[BEGIN Records supplied]
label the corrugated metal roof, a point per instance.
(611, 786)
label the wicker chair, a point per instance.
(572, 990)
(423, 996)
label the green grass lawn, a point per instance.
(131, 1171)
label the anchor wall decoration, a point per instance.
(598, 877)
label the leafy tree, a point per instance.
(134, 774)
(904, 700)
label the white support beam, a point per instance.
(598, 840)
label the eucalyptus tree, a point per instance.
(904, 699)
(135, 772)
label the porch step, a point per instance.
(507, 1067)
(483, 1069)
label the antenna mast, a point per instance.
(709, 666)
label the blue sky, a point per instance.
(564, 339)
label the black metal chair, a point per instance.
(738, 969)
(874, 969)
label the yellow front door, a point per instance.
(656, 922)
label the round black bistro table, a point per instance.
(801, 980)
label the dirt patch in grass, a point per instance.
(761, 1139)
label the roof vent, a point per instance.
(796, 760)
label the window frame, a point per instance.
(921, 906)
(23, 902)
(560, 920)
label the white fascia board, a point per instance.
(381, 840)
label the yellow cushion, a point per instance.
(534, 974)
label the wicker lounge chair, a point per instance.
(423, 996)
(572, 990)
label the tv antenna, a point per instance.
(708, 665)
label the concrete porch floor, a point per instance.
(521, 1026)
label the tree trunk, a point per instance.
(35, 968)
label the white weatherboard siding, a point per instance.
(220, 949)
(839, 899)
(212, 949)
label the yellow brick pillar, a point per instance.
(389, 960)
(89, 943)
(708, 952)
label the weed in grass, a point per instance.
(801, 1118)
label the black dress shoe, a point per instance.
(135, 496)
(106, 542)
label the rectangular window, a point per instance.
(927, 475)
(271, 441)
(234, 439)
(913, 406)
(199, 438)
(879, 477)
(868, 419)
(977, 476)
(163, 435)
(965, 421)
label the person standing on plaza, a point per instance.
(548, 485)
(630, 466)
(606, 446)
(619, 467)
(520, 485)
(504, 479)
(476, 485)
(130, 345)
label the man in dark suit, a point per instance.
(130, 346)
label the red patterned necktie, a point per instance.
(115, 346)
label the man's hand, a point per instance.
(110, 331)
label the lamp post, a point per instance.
[END Records supplied]
What you will do
Rewrite all the data above with every occurrence of "wicker" swapped for "rattan", keeping everything else unchanged.

Task result
label the corrugated metal roof, a point per instance.
(611, 786)
label the rattan chair, a point per instance.
(572, 990)
(423, 996)
label the green grass lawn, a point per instance.
(131, 1171)
label the anchor wall decoration, a point per instance.
(598, 877)
label the leafy tree, a point per instance.
(134, 774)
(904, 700)
label the white support beam, a point per instance.
(598, 840)
label the eucalyptus tree, a point per instance.
(904, 699)
(135, 772)
label the porch step, a point per instance.
(507, 1067)
(483, 1069)
label the antenna mast, a point per instance.
(709, 666)
label the blue sky, a point per instance.
(564, 339)
label the black metal chair, a point per instance.
(738, 969)
(874, 969)
label the yellow front door, a point per instance.
(656, 922)
label the round black bistro table, a point per instance.
(801, 980)
label the dirt patch in grass, a point per instance.
(761, 1139)
label the roof vent, a point per instance.
(796, 760)
label the window frame, a point per instance.
(921, 906)
(23, 902)
(560, 920)
label the white fascia board, a point per instance.
(381, 840)
label the yellow cushion, a point per instance.
(534, 974)
label the rattan lounge chair, a point per instance.
(423, 996)
(572, 990)
label the tv antenna, a point per instance.
(708, 665)
label the concrete porch floor, a point per instance.
(521, 1026)
label the tree trunk, a point per instance.
(35, 968)
label the white weatherboard siding, a point per instance.
(220, 949)
(839, 899)
(212, 949)
label the yellow brick pillar, a point per instance.
(389, 960)
(89, 943)
(708, 952)
label the weed in grass, a point per instance.
(801, 1118)
label the black dress shoe, a point per instance.
(135, 496)
(106, 542)
label the rectangular window, a point per instance.
(927, 475)
(271, 441)
(234, 439)
(913, 406)
(199, 438)
(879, 477)
(868, 419)
(977, 476)
(163, 435)
(965, 421)
label the person standing on plaza, a point per instance.
(548, 485)
(630, 466)
(606, 446)
(619, 467)
(520, 485)
(504, 479)
(476, 485)
(130, 345)
label the man in dark suit, a point per instance.
(130, 346)
label the red patterned necktie, a point per instance.
(115, 346)
label the man's hand, a point per instance.
(110, 331)
label the lamp post, a point per instance.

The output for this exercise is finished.